§ **YOUR OBJECTIVE**: Go on with the piece on encouraging mantras from where it stops, adding one more mantra in the same style as the ones already given.

§ **EXERCISE TEXT**:
================

At the end of the week, I imagine a blackboard being erased clean for the weekend. On Monday, a fresh, clean slate (chalkboard) is ready for the lessons ahead. This helps me to think of each new week as a fresh start to work towards my goals.
“Any beginning is a time of special power for habit creation, and at certain times we experience a clean slate, in which circumstances change in a way that makes a fresh start possible. Many people deliberately use the New Year or their birthdays as a clean slate, but it can take many forms.” – Gretchen Rubin from her book Better than Before
Encouraging mantras
Make the trip
It’s so easy to stay close to home, to go to old haunts time and time again, to make excuses for not venturing a bit further afield, or trying something new. It takes some effort to seek out new experiences, to travel the distance to meet a friend or family member or to get outside your comfort zone. But, as the saying goes “memories are made of this.”
Take the picture
I often find myself too nervous or scared to document the things that I love. While I want to encourage myself to literally take the picture (with a camera), this mantra is also about being less afraid to do and experience things I enjoy.
Life is fostered in devotion
Whether or not you’re religious or spiritual, your devotion to whatever it is you spend your time caring about enriches your life. This mantra reminds me to care, deeply.
People are better than no people
Okay, this one is taken from an old episode of Grey’s Anatomy. I’ve been re-watching from the beginning of the series. This mantra helps me in so many ways. I’m an introvert who is perfectly content being by myself at home for days on end. But, sometimes I get lonely. Actually, even if I’m around others, I can still feel lonely. Leaving the house to be amongst strangers helps me feel less all alone. Those strangers are people that are better than no people.

================

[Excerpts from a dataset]
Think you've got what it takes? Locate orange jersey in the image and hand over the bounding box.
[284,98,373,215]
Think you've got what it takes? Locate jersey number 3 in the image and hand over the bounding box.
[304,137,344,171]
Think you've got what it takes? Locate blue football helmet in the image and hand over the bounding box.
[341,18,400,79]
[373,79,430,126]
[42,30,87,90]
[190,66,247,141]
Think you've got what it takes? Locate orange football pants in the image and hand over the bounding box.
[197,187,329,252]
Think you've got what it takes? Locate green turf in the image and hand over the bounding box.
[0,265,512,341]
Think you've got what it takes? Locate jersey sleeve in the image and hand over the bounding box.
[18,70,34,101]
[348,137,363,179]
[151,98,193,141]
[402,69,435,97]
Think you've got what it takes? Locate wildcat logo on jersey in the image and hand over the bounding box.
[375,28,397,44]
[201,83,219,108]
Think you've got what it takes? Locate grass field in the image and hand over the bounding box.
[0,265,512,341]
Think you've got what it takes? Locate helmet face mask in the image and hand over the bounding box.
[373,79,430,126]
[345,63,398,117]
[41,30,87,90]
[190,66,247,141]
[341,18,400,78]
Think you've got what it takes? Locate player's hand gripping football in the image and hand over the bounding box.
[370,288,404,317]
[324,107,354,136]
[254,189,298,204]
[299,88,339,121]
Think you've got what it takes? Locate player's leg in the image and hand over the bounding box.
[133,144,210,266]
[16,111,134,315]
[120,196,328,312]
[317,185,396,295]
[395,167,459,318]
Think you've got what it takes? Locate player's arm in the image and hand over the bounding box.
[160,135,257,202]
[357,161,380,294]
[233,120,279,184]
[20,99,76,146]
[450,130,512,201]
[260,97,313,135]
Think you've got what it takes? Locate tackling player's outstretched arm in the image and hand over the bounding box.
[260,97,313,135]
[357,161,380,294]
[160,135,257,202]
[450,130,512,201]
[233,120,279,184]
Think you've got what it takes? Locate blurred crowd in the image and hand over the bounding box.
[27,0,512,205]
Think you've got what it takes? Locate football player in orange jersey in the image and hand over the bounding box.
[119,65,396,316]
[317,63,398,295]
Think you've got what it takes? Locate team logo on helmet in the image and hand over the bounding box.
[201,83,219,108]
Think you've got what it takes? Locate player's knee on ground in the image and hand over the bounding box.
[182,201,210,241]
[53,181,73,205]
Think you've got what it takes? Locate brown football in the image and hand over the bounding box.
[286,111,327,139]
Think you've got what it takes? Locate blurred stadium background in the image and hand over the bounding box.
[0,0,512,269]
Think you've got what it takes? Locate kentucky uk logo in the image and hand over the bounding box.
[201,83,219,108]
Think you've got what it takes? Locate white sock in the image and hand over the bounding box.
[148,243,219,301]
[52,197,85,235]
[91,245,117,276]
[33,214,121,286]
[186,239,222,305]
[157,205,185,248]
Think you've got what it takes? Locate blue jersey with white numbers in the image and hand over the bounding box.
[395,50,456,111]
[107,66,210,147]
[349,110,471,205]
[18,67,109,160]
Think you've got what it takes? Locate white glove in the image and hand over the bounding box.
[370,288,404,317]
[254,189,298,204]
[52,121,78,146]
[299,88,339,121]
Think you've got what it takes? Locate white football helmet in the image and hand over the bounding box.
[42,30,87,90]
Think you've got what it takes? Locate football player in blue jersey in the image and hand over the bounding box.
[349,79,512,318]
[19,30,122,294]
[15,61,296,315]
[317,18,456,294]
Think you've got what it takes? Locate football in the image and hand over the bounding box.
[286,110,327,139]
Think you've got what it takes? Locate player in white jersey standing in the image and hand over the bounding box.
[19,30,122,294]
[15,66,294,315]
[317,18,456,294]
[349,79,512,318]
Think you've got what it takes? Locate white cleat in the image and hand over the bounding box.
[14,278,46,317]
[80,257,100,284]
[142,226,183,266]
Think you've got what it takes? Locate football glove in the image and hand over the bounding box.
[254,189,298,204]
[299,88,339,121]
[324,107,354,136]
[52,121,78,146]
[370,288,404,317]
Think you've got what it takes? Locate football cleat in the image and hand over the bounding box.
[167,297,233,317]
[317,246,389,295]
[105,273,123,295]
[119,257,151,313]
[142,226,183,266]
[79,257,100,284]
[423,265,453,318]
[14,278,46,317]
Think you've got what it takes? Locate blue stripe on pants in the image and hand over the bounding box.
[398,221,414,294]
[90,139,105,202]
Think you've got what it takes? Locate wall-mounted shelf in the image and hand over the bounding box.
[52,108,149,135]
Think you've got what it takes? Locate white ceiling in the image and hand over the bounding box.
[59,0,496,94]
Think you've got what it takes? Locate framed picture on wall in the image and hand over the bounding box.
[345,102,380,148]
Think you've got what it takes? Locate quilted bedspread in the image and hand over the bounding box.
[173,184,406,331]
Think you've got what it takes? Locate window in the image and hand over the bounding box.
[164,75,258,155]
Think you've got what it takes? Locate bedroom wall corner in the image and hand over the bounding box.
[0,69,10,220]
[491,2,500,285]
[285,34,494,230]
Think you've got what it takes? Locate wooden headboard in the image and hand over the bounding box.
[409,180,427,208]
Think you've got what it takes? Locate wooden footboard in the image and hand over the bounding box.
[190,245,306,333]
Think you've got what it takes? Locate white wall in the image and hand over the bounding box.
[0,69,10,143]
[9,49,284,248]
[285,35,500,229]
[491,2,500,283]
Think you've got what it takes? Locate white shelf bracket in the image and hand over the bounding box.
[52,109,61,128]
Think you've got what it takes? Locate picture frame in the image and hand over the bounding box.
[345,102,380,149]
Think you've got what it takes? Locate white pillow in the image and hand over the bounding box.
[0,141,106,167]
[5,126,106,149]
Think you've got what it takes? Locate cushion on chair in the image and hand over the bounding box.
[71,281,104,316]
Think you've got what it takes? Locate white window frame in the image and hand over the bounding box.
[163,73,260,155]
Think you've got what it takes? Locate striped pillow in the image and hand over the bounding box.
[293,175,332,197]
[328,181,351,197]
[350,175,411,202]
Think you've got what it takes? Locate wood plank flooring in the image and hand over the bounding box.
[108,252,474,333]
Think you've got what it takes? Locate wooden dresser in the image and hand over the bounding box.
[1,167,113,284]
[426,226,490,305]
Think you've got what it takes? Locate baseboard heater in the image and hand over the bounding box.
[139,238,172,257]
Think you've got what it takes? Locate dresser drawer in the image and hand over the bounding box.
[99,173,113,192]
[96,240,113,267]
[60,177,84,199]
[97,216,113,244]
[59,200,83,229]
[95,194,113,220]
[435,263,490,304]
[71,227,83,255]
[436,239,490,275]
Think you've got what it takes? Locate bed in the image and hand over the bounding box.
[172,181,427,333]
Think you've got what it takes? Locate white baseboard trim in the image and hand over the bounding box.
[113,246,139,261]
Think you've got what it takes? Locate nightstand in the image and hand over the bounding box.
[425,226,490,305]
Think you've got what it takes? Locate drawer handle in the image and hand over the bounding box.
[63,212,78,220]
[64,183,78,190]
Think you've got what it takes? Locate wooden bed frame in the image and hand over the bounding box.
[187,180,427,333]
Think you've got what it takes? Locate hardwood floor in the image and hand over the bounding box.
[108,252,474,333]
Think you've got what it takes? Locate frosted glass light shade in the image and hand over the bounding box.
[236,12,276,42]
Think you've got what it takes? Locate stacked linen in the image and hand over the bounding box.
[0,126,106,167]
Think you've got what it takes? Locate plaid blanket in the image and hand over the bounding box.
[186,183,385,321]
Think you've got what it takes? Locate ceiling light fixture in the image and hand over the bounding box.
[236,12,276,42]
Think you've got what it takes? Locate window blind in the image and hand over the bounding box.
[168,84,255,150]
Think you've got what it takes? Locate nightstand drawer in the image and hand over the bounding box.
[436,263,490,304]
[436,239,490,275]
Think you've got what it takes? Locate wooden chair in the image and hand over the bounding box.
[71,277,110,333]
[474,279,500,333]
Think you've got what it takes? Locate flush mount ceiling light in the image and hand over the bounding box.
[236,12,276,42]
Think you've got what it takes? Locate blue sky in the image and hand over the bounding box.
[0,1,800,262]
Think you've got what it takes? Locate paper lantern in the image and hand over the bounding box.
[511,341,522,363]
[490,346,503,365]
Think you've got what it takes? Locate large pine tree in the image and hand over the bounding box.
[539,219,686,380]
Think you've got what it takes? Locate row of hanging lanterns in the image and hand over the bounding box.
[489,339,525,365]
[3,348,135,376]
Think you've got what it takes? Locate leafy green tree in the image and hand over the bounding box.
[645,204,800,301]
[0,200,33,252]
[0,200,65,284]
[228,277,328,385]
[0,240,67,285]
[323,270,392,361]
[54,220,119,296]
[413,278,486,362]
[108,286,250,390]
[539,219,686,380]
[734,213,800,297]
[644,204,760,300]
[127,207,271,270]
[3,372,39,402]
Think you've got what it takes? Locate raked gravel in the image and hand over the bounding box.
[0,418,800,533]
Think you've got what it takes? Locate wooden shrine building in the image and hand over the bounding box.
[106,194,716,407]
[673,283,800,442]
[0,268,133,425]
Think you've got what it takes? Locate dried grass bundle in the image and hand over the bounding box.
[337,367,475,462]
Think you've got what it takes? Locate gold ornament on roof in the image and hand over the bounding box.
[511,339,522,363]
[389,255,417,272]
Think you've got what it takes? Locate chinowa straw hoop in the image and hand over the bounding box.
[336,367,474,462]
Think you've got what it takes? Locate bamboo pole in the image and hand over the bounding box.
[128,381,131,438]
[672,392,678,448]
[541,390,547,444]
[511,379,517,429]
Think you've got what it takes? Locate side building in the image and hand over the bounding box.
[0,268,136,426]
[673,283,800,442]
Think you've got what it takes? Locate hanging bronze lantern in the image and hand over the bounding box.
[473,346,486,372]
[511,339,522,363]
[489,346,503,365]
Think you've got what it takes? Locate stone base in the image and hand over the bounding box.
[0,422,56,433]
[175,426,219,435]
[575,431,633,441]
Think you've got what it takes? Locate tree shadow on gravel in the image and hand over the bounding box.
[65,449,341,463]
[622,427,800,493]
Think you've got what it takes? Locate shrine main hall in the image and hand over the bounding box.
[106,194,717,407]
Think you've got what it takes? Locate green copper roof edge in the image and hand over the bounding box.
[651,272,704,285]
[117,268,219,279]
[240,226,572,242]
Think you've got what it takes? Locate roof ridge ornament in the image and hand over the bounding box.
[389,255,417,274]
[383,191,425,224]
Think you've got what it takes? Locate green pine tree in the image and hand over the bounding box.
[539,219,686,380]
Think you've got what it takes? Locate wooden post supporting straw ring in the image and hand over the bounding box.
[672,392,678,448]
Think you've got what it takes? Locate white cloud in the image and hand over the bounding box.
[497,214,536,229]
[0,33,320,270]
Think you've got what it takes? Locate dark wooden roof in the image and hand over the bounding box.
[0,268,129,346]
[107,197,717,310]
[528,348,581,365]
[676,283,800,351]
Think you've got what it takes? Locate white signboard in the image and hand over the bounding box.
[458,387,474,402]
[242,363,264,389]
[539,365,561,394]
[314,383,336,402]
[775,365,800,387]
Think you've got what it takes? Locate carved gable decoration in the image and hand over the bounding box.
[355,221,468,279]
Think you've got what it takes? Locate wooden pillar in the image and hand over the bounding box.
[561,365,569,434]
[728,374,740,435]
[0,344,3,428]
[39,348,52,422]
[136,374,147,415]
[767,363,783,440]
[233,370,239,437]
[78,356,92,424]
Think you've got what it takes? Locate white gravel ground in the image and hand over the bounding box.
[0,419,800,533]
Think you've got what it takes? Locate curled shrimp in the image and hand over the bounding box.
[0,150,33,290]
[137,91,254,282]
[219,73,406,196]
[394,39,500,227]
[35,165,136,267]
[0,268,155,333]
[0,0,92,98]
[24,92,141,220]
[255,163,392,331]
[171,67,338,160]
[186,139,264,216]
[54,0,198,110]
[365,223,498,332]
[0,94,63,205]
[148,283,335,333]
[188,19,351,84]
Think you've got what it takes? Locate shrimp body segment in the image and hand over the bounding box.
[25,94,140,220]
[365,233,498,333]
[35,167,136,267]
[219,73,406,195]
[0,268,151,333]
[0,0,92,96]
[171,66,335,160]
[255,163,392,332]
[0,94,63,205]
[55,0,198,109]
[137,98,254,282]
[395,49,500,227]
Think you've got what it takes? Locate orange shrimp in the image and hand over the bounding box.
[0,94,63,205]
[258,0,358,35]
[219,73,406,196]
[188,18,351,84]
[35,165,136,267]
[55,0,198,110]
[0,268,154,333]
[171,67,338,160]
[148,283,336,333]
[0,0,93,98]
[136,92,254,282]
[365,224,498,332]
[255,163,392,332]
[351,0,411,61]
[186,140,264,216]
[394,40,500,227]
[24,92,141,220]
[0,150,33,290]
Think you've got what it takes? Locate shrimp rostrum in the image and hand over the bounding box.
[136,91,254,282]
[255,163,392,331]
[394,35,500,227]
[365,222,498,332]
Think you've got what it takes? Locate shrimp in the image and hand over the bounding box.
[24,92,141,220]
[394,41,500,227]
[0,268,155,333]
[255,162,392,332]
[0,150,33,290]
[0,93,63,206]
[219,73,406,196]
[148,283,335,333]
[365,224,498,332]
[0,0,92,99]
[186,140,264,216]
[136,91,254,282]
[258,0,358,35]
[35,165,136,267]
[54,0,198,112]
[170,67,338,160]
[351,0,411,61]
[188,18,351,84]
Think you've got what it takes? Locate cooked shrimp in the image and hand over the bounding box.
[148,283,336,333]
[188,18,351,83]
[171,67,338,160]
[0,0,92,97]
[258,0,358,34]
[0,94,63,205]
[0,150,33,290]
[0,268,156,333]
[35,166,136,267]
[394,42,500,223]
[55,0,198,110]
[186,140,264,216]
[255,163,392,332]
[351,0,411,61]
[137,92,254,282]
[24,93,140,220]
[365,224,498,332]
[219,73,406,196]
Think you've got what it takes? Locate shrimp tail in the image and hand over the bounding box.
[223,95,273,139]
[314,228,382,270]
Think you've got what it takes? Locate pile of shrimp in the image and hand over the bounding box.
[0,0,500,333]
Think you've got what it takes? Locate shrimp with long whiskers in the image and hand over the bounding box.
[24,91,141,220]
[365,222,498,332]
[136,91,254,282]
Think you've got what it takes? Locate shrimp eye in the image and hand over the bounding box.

================

§ **ANSWER**:
And my family who doesn’t really get me, who still has old stories about who I am, who isn’t always fun to be around? They’re still my people. And they’re better than no people.
Everything is going to be alright
This is an all-purpose mantra for me which has served me well in recent years. Anytime I am going to a medical appointment, trying some new food for the first time, or feel stressed because I’m stuck in traffic, I repeat this mantra in my head. I noticeably feel much calmer and relaxed. I feel like I can handle anything when I repeat this mantra to myself.
In one of the goal-setting workbooks that I complete before the end of the year (and review monthly in the new year), there is a whole page devoted to affirmations. Things like “you were born to be exactly who you are” and “you are awesome.” Like mantras, affirmations can serve us by giving us a quick quote to say to ourselves as a pattern interruption.